**DATA TO USE**
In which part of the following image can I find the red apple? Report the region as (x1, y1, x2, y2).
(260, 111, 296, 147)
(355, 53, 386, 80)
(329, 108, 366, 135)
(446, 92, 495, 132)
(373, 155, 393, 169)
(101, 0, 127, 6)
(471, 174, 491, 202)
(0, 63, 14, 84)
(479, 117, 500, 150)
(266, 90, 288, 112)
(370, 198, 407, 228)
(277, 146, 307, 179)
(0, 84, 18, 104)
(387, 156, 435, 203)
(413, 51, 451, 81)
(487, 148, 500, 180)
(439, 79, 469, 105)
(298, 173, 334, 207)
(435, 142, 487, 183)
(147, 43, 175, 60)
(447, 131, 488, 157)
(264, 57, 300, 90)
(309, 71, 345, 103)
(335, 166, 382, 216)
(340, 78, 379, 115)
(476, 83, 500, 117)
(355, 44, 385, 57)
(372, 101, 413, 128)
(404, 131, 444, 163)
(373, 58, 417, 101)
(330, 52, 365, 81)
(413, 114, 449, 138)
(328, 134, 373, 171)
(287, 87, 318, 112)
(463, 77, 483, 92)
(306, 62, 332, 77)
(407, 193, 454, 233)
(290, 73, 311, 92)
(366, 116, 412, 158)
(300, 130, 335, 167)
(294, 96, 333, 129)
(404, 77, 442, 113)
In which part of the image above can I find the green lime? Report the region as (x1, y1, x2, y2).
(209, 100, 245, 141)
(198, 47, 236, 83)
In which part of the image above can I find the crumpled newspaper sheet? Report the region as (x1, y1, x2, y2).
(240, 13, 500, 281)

**WHAT NEEDS TO BE DONE**
Repeat the entire listing above, keeping every line exactly the same.

**OUTPUT FOR THIS EXERCISE**
In which part of the following image can I find the red apple? Report the region as (x1, y1, x2, y2).
(260, 111, 296, 147)
(355, 53, 386, 80)
(329, 108, 366, 135)
(446, 92, 495, 132)
(373, 155, 393, 169)
(101, 0, 127, 6)
(471, 174, 491, 202)
(0, 63, 14, 84)
(479, 117, 500, 150)
(266, 90, 288, 112)
(370, 198, 407, 228)
(277, 146, 307, 179)
(0, 84, 18, 104)
(387, 156, 435, 203)
(413, 51, 451, 81)
(487, 148, 500, 180)
(439, 79, 469, 105)
(298, 173, 334, 207)
(435, 142, 487, 183)
(147, 43, 175, 60)
(447, 131, 488, 157)
(264, 57, 300, 90)
(309, 71, 345, 103)
(335, 166, 382, 216)
(340, 78, 379, 115)
(476, 83, 500, 117)
(355, 44, 385, 57)
(372, 101, 413, 128)
(404, 131, 444, 163)
(373, 58, 417, 101)
(330, 52, 365, 81)
(413, 114, 449, 138)
(328, 134, 373, 171)
(287, 87, 318, 112)
(463, 77, 483, 92)
(306, 62, 332, 77)
(407, 193, 454, 233)
(290, 73, 311, 92)
(366, 116, 412, 158)
(300, 130, 335, 167)
(294, 96, 333, 129)
(404, 77, 442, 113)
In which part of the image above can I find the green lime? Report the region as (x1, y1, x2, y2).
(209, 100, 245, 141)
(198, 47, 236, 83)
In which part of the image above can I find the crumpled newspaper sheet? Report the region as (x1, y1, x2, y2).
(240, 13, 500, 281)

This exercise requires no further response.